Stated goal> Beginning at the line that contains "If you could pin the wall", transcribe the remaining lines of the listing exactly; include the final line and omit everything before.

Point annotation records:
----------------
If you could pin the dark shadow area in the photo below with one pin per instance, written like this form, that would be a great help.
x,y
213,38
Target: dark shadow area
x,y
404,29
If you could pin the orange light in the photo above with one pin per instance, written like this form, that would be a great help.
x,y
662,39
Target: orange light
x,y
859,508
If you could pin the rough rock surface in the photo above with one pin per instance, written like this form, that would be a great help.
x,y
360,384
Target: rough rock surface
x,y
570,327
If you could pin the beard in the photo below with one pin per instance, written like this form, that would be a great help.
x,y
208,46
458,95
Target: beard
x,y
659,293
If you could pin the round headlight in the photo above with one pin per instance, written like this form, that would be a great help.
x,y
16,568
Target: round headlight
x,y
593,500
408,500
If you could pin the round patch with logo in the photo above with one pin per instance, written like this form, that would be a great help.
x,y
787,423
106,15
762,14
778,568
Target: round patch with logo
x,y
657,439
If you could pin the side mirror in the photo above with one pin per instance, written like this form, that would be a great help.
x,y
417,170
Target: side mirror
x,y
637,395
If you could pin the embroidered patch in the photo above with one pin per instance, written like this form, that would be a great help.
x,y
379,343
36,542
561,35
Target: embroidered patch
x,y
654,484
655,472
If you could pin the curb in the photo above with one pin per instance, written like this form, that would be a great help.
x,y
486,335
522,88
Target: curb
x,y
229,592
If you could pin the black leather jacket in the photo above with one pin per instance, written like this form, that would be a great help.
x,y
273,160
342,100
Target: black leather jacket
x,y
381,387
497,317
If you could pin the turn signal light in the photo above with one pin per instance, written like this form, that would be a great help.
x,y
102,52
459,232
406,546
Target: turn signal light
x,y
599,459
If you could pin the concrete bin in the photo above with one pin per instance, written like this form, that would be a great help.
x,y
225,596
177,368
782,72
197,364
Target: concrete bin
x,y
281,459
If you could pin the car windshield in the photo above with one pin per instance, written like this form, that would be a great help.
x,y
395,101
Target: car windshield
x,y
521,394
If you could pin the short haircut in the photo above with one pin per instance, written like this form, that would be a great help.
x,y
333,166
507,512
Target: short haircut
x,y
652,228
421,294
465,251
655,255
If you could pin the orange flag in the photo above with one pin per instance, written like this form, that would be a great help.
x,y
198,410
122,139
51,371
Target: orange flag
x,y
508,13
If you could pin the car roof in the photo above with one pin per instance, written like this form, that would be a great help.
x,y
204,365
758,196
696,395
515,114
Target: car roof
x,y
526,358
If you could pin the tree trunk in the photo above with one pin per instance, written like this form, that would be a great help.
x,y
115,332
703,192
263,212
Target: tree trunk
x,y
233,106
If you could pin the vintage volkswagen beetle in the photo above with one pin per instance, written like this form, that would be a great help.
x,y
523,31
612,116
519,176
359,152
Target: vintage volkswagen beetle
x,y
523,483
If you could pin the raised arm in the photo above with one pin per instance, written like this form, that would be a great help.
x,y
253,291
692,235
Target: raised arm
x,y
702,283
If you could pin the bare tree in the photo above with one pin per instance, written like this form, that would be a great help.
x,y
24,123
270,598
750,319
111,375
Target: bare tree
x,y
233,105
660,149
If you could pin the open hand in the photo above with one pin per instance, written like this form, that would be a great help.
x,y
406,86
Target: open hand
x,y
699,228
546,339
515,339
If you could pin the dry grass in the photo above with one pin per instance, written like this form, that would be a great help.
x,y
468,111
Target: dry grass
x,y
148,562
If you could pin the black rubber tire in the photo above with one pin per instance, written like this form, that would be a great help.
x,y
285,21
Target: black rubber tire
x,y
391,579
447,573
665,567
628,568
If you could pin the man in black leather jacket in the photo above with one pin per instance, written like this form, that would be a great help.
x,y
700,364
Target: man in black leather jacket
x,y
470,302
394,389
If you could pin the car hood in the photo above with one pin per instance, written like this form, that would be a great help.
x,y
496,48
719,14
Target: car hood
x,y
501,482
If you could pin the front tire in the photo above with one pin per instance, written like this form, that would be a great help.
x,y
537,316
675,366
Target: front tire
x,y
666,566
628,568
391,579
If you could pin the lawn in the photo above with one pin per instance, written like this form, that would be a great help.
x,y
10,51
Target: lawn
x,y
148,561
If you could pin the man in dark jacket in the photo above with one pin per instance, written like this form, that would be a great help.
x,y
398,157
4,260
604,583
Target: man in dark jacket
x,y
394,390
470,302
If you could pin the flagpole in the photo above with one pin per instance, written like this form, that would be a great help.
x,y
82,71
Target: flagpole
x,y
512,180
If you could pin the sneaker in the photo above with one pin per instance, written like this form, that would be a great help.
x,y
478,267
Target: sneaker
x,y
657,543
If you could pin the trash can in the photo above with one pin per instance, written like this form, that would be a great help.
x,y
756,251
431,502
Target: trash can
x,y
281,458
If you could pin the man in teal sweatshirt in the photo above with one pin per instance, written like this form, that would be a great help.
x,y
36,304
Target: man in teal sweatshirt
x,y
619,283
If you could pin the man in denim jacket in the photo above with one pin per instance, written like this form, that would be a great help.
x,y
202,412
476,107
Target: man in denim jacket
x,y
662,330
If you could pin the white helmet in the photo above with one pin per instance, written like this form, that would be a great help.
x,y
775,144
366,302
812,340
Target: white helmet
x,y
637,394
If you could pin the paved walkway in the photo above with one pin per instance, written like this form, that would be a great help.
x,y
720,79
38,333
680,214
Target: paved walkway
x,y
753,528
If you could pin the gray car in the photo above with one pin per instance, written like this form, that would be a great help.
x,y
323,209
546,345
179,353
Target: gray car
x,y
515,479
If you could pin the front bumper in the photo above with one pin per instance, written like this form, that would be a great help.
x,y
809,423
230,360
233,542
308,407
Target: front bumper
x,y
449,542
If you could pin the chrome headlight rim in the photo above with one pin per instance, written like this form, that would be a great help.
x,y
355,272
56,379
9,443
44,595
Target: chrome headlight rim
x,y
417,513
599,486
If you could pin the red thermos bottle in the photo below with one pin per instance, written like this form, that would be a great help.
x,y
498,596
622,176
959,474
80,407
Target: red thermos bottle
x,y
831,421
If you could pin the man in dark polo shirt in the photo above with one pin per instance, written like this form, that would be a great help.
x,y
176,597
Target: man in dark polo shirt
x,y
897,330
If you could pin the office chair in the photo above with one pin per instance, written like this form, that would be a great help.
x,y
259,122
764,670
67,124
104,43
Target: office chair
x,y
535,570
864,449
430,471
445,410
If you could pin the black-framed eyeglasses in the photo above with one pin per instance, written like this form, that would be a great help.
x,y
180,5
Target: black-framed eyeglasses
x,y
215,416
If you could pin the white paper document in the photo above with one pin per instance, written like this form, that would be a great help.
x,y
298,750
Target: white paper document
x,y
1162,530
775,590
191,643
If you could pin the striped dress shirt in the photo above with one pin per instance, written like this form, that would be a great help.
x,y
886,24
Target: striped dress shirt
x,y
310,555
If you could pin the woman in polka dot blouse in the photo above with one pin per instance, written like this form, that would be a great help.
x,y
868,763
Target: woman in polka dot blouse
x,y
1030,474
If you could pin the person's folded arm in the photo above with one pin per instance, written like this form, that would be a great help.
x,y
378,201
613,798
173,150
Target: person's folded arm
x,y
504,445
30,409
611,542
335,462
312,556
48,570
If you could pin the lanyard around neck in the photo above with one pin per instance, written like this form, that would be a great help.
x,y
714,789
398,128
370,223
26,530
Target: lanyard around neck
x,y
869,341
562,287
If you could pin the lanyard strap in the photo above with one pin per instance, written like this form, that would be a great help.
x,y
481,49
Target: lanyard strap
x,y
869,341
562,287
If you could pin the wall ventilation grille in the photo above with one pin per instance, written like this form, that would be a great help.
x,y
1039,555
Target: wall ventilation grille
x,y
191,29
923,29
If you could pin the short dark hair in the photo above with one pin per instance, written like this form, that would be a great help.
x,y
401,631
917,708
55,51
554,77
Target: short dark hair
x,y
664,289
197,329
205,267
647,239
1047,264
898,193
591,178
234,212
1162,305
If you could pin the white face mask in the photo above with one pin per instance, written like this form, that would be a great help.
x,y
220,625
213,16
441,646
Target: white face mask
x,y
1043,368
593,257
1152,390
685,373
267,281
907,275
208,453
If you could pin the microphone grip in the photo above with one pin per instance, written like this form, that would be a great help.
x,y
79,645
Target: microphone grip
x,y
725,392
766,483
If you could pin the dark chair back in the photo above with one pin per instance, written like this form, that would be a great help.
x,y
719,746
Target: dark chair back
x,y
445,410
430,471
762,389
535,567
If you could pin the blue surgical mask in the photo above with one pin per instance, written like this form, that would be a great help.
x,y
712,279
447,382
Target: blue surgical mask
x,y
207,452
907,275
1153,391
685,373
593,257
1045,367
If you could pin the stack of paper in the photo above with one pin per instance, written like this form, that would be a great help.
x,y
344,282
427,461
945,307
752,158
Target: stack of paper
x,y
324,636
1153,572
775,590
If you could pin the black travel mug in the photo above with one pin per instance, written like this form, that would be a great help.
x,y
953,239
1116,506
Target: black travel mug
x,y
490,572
----------------
Answer for this exercise>
If you could pin the wall ventilation grille in the photo above with one pin per instance, written like this form, that would be a great help.
x,y
1039,555
Target: wall ventilation grille
x,y
191,29
923,29
If you could pin the short dark hair in the photo above with one pin per instance, written like this form, that would be a great help.
x,y
401,631
917,708
55,51
554,77
Target: short dark hair
x,y
664,289
197,329
205,267
647,239
1047,264
898,193
591,178
234,212
1162,305
If you could pin the white face mask in the photo above with one pin per instance, written like this form, that would be a great help.
x,y
220,625
213,16
441,646
Target: white face mask
x,y
1043,368
593,257
1152,390
685,373
267,281
907,275
208,453
If you could pin the microphone grip in the photo above with one pin per instance, written like this form, that would be a great help.
x,y
79,645
Target: microphone grip
x,y
725,392
766,483
If you could pin the dark chair back in the photo above with one pin per instance, written like this form, that would be a great help.
x,y
719,746
Target: dark chair back
x,y
445,410
430,471
762,389
535,567
If you could pin the blue surgical mask in the photo above with one pin per instance, written like this form, that would be a great help.
x,y
712,279
447,382
Target: blue surgical mask
x,y
207,452
907,275
1153,391
685,373
593,257
1045,367
If you could pin the stack of paper in the photo above with one pin per instance, written like this form, that would be a great help.
x,y
344,282
427,461
945,307
752,158
Target: stack of paper
x,y
324,636
1153,572
775,590
If you could pin the black travel mug in the photo above with one pin per instance, written like this form, that would be a great help.
x,y
953,239
1116,506
Target: black travel mug
x,y
490,572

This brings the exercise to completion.